----- Dataset -----

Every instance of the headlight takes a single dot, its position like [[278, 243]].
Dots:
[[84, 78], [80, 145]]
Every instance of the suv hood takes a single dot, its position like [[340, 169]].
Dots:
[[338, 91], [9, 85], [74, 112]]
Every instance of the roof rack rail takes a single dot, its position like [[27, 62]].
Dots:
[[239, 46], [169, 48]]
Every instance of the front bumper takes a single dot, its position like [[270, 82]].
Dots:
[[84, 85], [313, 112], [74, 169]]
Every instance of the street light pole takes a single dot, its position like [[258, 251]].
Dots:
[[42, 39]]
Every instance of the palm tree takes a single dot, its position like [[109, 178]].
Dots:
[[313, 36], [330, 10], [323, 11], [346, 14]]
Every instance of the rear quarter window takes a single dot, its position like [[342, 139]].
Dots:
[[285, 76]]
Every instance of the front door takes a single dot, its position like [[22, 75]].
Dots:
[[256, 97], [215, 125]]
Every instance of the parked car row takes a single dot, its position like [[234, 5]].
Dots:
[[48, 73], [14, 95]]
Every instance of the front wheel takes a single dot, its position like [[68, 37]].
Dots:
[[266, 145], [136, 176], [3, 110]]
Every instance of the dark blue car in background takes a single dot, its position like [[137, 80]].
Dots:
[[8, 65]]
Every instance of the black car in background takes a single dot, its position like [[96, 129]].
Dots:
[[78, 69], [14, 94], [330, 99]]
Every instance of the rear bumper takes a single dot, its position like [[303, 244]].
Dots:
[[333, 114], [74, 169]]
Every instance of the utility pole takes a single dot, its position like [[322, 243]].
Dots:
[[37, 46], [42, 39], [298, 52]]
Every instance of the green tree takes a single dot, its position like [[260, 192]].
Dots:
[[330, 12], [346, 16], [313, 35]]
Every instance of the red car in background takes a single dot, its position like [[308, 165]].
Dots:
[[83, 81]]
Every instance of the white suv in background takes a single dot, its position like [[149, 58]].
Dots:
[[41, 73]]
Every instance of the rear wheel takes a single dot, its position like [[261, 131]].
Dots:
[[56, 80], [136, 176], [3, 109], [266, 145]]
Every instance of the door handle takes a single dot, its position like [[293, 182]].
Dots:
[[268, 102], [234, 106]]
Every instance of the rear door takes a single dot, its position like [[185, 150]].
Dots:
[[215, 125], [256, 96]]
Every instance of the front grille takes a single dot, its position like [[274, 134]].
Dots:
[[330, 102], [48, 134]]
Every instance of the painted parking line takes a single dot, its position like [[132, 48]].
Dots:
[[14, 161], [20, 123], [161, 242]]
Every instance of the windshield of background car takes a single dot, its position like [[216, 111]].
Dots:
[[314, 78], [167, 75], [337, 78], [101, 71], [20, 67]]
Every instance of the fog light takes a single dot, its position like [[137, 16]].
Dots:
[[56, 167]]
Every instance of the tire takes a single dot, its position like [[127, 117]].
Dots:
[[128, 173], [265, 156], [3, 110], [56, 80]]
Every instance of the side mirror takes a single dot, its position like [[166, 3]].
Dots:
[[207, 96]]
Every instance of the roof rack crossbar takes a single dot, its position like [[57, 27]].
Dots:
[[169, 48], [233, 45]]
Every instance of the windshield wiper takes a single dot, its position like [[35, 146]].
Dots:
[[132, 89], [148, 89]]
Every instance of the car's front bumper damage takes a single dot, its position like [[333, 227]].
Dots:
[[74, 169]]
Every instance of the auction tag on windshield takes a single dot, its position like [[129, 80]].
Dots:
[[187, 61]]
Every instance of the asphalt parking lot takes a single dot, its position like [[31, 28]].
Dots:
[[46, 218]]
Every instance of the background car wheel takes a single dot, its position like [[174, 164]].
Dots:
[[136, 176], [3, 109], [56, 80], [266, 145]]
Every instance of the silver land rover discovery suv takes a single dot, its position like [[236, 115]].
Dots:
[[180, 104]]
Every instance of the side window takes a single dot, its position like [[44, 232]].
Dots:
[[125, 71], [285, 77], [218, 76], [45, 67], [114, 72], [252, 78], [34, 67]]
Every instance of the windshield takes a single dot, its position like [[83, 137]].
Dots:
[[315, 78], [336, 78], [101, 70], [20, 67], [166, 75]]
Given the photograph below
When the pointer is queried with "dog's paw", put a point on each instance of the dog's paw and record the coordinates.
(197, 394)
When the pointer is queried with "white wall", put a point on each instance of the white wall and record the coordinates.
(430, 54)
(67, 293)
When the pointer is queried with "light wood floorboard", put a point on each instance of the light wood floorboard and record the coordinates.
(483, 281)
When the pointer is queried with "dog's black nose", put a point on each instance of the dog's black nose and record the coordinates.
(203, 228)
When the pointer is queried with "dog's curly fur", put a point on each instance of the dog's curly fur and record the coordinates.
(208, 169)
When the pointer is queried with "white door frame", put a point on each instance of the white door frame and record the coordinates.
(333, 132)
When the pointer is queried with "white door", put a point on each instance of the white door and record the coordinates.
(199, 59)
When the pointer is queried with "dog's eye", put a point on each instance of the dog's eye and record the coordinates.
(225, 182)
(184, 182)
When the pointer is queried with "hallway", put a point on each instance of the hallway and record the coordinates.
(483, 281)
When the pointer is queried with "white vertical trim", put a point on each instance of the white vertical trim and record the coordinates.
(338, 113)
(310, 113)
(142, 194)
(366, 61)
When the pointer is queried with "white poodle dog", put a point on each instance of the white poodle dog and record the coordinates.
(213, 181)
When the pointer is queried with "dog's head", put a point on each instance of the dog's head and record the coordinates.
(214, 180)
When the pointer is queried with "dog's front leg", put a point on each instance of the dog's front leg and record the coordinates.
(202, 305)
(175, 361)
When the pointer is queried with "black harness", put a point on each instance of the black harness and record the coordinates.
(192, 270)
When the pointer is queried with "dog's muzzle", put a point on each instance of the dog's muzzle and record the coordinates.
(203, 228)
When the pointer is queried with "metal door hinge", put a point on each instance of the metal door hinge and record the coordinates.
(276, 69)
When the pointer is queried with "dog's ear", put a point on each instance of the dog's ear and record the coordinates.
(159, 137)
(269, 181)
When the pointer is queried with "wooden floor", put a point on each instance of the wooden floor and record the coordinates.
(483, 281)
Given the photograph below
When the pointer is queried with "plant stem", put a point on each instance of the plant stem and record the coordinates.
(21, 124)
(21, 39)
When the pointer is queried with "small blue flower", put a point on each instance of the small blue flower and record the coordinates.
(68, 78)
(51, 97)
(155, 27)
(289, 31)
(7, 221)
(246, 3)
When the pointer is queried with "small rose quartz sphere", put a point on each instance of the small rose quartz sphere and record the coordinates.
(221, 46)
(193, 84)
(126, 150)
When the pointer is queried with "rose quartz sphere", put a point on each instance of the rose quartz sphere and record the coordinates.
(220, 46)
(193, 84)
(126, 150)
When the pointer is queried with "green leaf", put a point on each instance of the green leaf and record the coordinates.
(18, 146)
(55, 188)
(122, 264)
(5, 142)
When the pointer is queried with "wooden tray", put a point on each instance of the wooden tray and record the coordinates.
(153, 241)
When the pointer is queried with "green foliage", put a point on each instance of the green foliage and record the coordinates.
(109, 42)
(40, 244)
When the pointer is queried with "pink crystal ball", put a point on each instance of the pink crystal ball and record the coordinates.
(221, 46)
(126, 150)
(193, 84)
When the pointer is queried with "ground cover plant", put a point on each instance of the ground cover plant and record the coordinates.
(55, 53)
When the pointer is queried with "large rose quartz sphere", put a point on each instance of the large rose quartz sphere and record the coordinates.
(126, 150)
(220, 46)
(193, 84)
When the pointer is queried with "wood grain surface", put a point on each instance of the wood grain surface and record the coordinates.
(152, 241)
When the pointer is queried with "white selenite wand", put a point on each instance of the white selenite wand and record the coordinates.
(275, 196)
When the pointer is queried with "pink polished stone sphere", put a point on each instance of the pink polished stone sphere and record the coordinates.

-----
----- Dataset -----

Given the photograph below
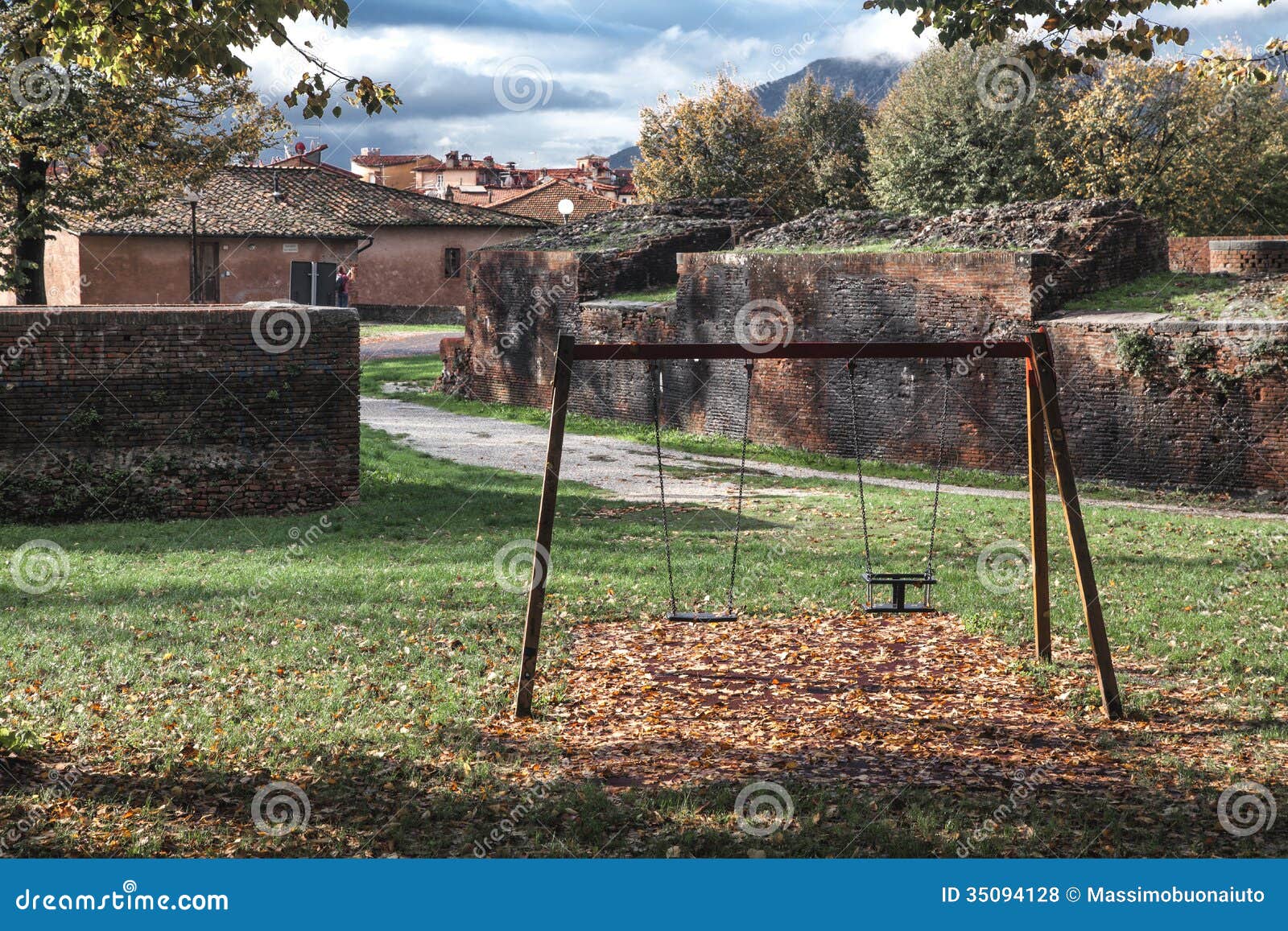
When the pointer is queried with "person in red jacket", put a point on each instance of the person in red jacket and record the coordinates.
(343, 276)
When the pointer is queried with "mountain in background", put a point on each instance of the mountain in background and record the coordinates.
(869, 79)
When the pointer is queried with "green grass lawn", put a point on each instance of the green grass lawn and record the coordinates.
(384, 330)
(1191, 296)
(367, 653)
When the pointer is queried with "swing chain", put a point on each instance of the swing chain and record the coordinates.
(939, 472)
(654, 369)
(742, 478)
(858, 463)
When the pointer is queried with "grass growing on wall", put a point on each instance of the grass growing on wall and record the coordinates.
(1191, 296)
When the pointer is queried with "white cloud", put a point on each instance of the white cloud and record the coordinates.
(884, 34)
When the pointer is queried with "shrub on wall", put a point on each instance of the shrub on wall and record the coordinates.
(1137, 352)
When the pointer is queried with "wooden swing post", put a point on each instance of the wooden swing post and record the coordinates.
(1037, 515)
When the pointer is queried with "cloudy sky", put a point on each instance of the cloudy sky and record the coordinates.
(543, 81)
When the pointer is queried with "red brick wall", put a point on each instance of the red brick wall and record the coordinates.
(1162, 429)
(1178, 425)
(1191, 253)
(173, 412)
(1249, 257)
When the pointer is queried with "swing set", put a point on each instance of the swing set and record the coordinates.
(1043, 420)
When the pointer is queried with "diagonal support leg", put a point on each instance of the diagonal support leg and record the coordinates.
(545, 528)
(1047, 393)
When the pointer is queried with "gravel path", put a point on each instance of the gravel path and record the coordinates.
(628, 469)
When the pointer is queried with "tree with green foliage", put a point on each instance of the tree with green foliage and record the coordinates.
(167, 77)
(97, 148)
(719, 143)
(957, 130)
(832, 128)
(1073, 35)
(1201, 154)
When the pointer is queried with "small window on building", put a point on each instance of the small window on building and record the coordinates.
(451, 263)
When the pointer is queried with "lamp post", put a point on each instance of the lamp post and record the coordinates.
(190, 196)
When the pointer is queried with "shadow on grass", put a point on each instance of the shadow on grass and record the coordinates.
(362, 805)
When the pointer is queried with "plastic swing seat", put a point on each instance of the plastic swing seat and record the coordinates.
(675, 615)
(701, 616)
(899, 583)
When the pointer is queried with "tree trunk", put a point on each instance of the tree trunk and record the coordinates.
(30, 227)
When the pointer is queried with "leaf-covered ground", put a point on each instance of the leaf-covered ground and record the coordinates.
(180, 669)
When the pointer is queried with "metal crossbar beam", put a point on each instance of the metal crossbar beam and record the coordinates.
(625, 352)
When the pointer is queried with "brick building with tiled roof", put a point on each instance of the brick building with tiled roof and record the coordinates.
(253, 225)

-----
----- Dataset -----

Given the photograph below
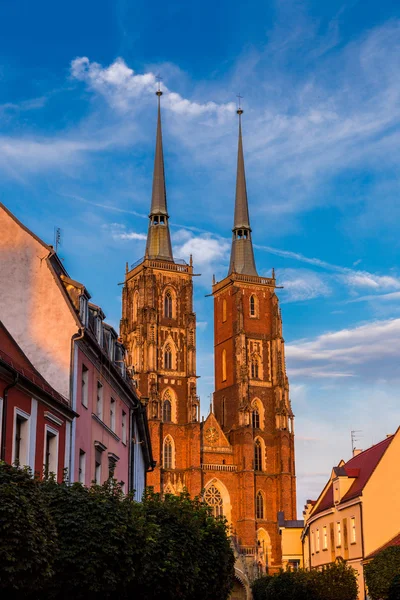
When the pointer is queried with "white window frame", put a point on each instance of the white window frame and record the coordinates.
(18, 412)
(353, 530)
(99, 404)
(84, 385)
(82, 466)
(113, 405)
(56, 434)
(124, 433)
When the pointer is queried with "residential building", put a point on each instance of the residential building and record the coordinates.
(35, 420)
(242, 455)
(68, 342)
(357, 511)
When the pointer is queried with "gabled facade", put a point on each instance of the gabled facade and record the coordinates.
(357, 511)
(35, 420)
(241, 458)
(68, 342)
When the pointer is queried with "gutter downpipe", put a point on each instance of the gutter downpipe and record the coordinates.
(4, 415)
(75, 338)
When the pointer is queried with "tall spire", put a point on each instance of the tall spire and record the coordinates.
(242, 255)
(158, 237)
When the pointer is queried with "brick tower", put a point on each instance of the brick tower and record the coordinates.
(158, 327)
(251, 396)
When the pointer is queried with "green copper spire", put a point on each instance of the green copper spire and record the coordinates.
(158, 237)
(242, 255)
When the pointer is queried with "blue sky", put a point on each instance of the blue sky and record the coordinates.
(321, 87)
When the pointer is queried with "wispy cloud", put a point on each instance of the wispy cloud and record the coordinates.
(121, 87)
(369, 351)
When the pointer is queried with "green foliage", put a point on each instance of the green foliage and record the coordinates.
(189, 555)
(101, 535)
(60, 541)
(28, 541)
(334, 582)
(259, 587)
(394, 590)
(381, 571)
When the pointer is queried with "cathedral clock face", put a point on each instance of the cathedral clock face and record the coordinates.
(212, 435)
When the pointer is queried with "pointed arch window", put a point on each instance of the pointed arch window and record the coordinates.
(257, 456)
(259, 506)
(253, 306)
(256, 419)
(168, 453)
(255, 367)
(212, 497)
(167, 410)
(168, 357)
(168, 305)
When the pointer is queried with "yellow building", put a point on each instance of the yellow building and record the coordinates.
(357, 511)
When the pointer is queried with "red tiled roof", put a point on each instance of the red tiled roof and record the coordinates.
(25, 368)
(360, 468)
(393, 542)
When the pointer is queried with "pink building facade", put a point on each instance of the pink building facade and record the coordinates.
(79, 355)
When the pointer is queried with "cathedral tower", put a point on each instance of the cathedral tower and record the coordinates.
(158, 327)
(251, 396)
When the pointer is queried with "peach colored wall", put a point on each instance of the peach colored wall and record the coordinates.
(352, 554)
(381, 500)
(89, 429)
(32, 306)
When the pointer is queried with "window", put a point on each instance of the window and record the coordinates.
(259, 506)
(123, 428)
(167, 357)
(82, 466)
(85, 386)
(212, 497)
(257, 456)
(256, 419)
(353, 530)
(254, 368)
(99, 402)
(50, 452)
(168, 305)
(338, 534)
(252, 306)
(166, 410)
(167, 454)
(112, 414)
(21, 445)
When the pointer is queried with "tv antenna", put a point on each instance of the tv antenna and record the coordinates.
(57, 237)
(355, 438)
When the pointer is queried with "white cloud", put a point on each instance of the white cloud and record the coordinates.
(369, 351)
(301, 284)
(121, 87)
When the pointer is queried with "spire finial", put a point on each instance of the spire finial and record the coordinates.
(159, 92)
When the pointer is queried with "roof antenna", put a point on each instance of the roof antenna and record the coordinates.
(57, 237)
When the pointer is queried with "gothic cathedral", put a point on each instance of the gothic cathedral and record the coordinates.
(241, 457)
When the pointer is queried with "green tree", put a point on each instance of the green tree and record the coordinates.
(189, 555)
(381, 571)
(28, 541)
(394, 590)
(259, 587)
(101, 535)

-----

■ The problem: Please count the lines in the entries above that contain the string "post". Reply with the number alone.

■ The answer: 2